• **Task goal**: Write out every line of the records below as a JSON list of strings, one string per line, skipping blank lines.
═════ Given records ═════
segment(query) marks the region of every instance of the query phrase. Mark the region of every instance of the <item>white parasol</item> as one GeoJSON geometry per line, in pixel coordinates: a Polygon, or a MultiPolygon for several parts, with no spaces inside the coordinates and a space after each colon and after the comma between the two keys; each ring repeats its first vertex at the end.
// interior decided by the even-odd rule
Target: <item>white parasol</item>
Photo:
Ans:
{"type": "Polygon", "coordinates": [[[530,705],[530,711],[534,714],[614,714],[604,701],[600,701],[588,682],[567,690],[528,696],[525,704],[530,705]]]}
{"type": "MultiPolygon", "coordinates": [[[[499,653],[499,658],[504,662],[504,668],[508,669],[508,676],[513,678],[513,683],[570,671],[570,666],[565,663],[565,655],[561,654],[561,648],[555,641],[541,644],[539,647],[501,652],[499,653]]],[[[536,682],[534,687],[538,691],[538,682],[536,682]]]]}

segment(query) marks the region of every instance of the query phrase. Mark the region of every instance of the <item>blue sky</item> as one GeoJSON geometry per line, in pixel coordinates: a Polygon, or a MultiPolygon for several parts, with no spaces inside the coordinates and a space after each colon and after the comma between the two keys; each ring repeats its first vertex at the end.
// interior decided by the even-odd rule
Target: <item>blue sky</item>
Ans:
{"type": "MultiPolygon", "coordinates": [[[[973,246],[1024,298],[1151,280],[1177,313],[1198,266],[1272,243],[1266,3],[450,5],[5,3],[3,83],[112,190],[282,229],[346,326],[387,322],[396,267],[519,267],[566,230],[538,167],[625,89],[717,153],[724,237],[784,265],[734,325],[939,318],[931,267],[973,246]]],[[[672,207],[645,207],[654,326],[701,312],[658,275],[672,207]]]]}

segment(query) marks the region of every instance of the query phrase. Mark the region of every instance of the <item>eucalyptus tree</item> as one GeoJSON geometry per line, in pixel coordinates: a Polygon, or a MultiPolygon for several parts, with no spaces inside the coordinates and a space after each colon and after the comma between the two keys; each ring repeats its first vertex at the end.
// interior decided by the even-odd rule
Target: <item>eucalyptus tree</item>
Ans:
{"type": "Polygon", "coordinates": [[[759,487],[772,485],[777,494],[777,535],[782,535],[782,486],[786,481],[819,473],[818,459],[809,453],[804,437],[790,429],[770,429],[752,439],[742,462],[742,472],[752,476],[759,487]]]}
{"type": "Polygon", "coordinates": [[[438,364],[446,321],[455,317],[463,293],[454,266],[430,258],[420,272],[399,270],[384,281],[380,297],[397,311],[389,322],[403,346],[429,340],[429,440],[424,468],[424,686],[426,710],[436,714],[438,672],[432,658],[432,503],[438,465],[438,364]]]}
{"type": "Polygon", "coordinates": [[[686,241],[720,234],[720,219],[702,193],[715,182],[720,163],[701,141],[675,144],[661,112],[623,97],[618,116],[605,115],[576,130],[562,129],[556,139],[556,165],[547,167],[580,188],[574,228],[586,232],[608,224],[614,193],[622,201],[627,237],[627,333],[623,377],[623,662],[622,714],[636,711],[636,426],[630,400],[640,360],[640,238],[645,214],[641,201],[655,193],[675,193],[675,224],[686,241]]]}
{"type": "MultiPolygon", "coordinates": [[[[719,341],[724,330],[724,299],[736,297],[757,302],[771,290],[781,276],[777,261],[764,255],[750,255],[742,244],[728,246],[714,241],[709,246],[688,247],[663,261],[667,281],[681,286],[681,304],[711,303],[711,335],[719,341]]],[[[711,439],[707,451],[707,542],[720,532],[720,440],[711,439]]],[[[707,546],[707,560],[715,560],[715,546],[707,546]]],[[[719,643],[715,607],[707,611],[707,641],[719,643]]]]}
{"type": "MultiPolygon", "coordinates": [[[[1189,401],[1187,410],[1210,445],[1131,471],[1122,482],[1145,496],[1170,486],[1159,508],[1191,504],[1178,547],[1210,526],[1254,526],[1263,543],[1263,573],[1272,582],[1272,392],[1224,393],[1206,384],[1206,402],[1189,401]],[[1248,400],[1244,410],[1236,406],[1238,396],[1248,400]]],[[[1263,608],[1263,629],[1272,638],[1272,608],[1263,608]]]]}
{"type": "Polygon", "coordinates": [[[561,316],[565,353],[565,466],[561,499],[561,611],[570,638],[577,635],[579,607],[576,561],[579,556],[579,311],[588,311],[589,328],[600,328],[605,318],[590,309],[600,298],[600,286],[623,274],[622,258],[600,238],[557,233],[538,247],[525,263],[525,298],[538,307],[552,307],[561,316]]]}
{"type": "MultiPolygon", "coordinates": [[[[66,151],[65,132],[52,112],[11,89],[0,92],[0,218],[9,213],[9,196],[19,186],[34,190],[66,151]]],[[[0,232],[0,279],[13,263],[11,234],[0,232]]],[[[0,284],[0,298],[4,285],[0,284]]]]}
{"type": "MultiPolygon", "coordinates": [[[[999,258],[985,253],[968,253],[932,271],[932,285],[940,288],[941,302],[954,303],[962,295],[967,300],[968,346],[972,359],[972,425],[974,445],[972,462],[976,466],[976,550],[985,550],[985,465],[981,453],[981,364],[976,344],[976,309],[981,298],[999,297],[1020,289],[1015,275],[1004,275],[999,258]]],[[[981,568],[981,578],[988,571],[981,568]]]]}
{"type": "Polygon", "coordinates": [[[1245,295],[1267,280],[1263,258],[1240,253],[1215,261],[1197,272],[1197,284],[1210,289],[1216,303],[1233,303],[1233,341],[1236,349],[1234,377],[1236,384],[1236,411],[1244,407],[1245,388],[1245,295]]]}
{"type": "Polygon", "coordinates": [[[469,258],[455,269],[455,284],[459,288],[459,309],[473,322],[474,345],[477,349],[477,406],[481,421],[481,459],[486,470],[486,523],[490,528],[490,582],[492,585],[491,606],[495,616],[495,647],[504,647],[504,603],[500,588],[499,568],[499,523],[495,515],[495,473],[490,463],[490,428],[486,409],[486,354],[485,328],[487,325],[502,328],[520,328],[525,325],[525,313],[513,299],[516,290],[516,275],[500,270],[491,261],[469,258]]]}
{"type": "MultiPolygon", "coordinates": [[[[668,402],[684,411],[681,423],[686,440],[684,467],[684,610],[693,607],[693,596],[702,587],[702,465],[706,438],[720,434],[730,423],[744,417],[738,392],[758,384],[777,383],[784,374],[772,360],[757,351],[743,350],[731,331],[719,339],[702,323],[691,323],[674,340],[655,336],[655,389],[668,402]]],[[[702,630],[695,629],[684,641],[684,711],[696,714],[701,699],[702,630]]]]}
═════
• **Exercise output**:
[
  "segment(query) marks the region of every instance of the query phrase. Mark the region of every instance of the <item>white parasol</item> as one GeoJSON geometry per line, in pixel coordinates: a Polygon, or a MultiPolygon for several parts, with no spaces inside the coordinates and a space after each colon and after the comma between the two keys; each ring repeats its first vertex at the end.",
  "// interior decided by the even-odd rule",
  "Target: <item>white parasol</item>",
  "Photo:",
  "Ans:",
  "{\"type\": \"Polygon\", \"coordinates\": [[[530,705],[530,711],[534,714],[614,714],[604,701],[600,701],[588,682],[567,690],[528,696],[525,704],[530,705]]]}",
  "{\"type\": \"MultiPolygon\", \"coordinates\": [[[[499,653],[499,658],[504,662],[504,668],[508,669],[508,676],[513,678],[513,683],[570,671],[570,666],[565,663],[565,655],[561,654],[561,648],[555,641],[541,644],[539,647],[501,652],[499,653]]],[[[536,682],[534,687],[538,691],[538,682],[536,682]]]]}",
  "segment(query) marks the region of every instance of the query phrase. Mark the region of every instance of the <item>blue sky</item> as one GeoJSON geometry per line, in pixel coordinates: a Polygon, or a MultiPolygon for several parts, with no spaces inside the coordinates and a space after each colon and after the comma between the two keys; each ring repeats its first vertex at the end.",
  "// interior decided by the even-odd rule",
  "Target: <item>blue sky</item>",
  "Ans:",
  "{\"type\": \"MultiPolygon\", \"coordinates\": [[[[973,246],[1024,298],[1151,280],[1177,313],[1198,266],[1272,243],[1266,3],[450,5],[5,3],[3,83],[112,190],[282,229],[346,326],[387,322],[396,267],[519,267],[566,230],[538,167],[625,89],[717,153],[724,237],[784,265],[734,325],[939,318],[931,267],[973,246]]],[[[672,207],[645,207],[654,326],[701,312],[658,275],[672,207]]]]}",
  "segment(query) marks the region of every instance of the query phrase. Mark the region of every instance of the <item>eucalyptus tree</item> as one GeoJSON geometry per line, in pixel coordinates: a Polygon, or a MultiPolygon for several parts, with no spaces inside the coordinates and a space after each colon and after the comma between the two keys; each ring repeats its first vertex at the end.",
  "// interior decided by the even-odd rule",
  "Target: <item>eucalyptus tree</item>",
  "Ans:",
  "{\"type\": \"Polygon\", \"coordinates\": [[[759,487],[772,485],[777,494],[777,535],[782,535],[782,486],[786,481],[819,473],[818,459],[809,453],[804,437],[790,429],[770,429],[752,439],[742,462],[742,472],[752,476],[759,487]]]}",
  "{\"type\": \"Polygon\", \"coordinates\": [[[438,364],[446,321],[455,317],[463,293],[454,266],[430,258],[420,272],[399,270],[384,281],[380,297],[397,311],[389,322],[403,346],[429,340],[429,440],[424,468],[424,686],[426,710],[436,714],[438,672],[432,658],[432,503],[438,465],[438,364]]]}",
  "{\"type\": \"Polygon\", \"coordinates\": [[[686,241],[720,234],[720,219],[702,193],[715,182],[720,163],[701,141],[675,144],[661,112],[623,97],[618,116],[605,115],[576,130],[562,129],[556,139],[556,165],[547,167],[580,188],[574,228],[586,232],[608,224],[614,193],[622,201],[627,237],[627,333],[623,377],[623,662],[622,714],[636,711],[636,426],[630,400],[640,360],[640,238],[645,214],[641,201],[655,193],[675,193],[675,224],[686,241]]]}",
  "{\"type\": \"MultiPolygon\", \"coordinates\": [[[[719,341],[724,330],[724,299],[736,297],[757,302],[771,290],[781,276],[777,261],[764,255],[750,255],[742,244],[728,246],[714,241],[709,246],[688,247],[663,261],[667,281],[681,286],[681,304],[711,303],[711,335],[719,341]]],[[[711,439],[707,451],[707,542],[720,532],[720,440],[711,439]]],[[[707,546],[707,560],[715,560],[715,546],[707,546]]],[[[719,643],[715,607],[707,611],[707,641],[719,643]]]]}",
  "{\"type\": \"MultiPolygon\", \"coordinates\": [[[[1189,401],[1187,410],[1210,445],[1131,471],[1122,482],[1145,496],[1170,486],[1159,508],[1191,504],[1178,547],[1210,526],[1254,526],[1263,543],[1263,573],[1272,582],[1272,392],[1224,393],[1206,384],[1206,402],[1189,401]],[[1248,400],[1244,410],[1236,406],[1238,396],[1248,400]]],[[[1263,608],[1263,629],[1272,638],[1272,608],[1263,608]]]]}",
  "{\"type\": \"Polygon\", \"coordinates\": [[[561,316],[565,353],[565,466],[561,499],[561,611],[570,638],[577,635],[579,607],[576,561],[579,556],[579,311],[588,311],[589,328],[600,328],[605,318],[590,309],[600,298],[600,286],[623,274],[622,258],[600,238],[557,233],[538,247],[525,263],[525,298],[538,307],[552,307],[561,316]]]}",
  "{\"type\": \"MultiPolygon\", \"coordinates\": [[[[66,151],[65,132],[52,112],[11,89],[0,92],[0,218],[9,213],[9,196],[19,186],[34,190],[66,151]]],[[[0,232],[0,279],[13,263],[11,234],[0,232]]],[[[0,284],[0,298],[4,285],[0,284]]]]}",
  "{\"type\": \"MultiPolygon\", \"coordinates\": [[[[999,258],[985,253],[968,253],[932,271],[932,285],[940,288],[941,302],[954,303],[962,295],[967,300],[968,346],[972,359],[972,425],[974,445],[972,462],[976,466],[976,550],[985,550],[985,465],[981,453],[981,364],[976,344],[976,309],[981,298],[999,297],[1020,289],[1015,275],[1004,275],[999,258]]],[[[981,568],[981,578],[988,571],[981,568]]]]}",
  "{\"type\": \"Polygon\", \"coordinates\": [[[1245,295],[1267,280],[1263,258],[1240,253],[1215,261],[1197,272],[1197,284],[1210,289],[1216,303],[1233,303],[1233,341],[1236,349],[1234,377],[1236,384],[1236,411],[1244,407],[1245,388],[1245,295]]]}",
  "{\"type\": \"Polygon\", \"coordinates\": [[[469,258],[455,269],[455,284],[459,288],[459,309],[473,322],[474,345],[477,349],[477,406],[481,421],[481,459],[486,470],[486,523],[490,528],[490,582],[492,585],[491,606],[495,616],[495,647],[504,647],[504,603],[500,588],[499,568],[499,523],[495,515],[495,473],[490,463],[490,428],[486,409],[486,354],[485,328],[487,325],[502,328],[520,328],[525,325],[525,313],[513,299],[516,290],[516,275],[500,270],[491,261],[469,258]]]}",
  "{\"type\": \"MultiPolygon\", \"coordinates\": [[[[668,402],[684,411],[681,423],[686,440],[684,467],[684,610],[693,607],[693,596],[702,587],[702,465],[706,438],[720,434],[730,423],[744,417],[738,392],[758,384],[777,383],[784,374],[772,360],[757,351],[743,350],[731,331],[719,339],[702,323],[691,323],[674,340],[655,336],[655,389],[668,402]]],[[[702,630],[695,629],[684,641],[684,711],[696,714],[701,699],[702,630]]]]}"
]